(EXERCISE TEXT)

1

I want to know how to extract particular table column from pdf file in python.

My code so far

    import tabula.io as tb
from tabula.io import read_pdf
dfs = tb.read_pdf(pdf_path, pages='all')
print (len(dfs)) [It displays 73]

I am able to access individual table column by doing print (dfs[2]['Section ID']) I want to know how can I search particular column in all data frame using for loop.

I want to do something like this

for i in range(len(dfs)):
    if (dfs[i][2]) == 'Section ID ' //(This gives invalid syntax)
    print dfs[i]
user1107731
  • 357
  • 1
  • 2
  • 10

1 Answers1

0

If you have only one dataframe with Section ID name (or are interested only in the first dataframe with this column) you can iterate over the list returned by read_pdf, check for the column presence with in df.columns and break when a match is found.

import tabula.io as tb
from tabula.io import read_pdf
df_list = tb.read_pdf(pdf_path, pages='all')

for df in df_list:
    if 'Section ID' in df.columns:
        break
print(df)

If you may have multiple dataframes with the Section ID column, you can use list comprehension filter and get a list of dataframes with that column name.

dfs_section_id = [df for df in df_list if 'Section ID' in df.columns]
n1colas.m
  • 3,863
  • 4
  • 15
  • 28

(End EXERCISE TEXT)

WHAT THE TASK REQUIRES: Please copy out the stretch of the thread on reading PDF tables with tabula from "My code so far" through "using for loop.", word for word.

(SUPPLIED RECORDS)

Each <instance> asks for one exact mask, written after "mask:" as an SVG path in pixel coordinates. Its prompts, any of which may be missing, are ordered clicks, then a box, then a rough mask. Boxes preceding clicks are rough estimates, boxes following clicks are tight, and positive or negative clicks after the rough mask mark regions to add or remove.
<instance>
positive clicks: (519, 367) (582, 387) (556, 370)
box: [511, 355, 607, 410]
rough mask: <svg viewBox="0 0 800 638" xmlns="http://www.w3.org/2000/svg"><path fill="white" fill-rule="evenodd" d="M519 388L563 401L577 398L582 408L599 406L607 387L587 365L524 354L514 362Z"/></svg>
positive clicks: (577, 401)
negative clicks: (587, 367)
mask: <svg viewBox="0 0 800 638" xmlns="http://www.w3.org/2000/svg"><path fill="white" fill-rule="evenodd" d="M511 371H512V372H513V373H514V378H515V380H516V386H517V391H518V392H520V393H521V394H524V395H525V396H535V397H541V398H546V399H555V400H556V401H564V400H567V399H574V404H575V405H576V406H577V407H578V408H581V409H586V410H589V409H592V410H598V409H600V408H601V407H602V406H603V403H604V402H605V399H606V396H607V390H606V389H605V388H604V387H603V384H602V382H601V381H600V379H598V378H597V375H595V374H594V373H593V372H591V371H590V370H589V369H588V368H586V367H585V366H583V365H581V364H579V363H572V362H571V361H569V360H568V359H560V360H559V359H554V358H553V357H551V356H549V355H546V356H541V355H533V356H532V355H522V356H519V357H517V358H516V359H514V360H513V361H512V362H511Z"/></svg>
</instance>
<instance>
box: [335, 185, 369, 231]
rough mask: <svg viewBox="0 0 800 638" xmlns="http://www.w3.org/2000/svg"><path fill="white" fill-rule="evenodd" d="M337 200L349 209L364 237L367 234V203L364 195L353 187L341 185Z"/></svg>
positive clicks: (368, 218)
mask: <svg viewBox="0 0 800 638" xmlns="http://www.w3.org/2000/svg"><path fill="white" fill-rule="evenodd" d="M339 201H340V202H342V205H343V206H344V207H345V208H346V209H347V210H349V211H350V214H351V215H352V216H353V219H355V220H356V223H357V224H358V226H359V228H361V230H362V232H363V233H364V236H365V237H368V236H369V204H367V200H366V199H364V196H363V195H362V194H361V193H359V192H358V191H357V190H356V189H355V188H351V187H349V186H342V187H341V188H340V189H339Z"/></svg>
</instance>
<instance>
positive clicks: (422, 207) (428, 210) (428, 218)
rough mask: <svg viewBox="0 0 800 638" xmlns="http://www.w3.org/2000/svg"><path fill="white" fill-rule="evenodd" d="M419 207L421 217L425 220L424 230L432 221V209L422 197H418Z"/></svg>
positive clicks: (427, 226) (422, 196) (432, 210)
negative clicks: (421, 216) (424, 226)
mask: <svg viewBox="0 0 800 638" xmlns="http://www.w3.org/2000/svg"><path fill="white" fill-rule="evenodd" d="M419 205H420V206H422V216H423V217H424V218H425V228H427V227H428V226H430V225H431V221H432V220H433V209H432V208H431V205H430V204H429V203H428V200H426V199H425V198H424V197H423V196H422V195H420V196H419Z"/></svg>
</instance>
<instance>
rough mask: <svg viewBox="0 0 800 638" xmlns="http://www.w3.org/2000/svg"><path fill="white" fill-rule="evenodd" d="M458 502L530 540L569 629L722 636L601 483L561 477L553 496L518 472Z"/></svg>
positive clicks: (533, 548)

(End SUPPLIED RECORDS)

EXERCISE SOLUTION:
My code so far

    import tabula.io as tb
from tabula.io import read_pdf
dfs = tb.read_pdf(pdf_path, pages='all')
print (len(dfs)) [It displays 73]

I am able to access individual table column by doing print (dfs[2]['Section ID']) I want to know how can I search particular column in all data frame using for loop.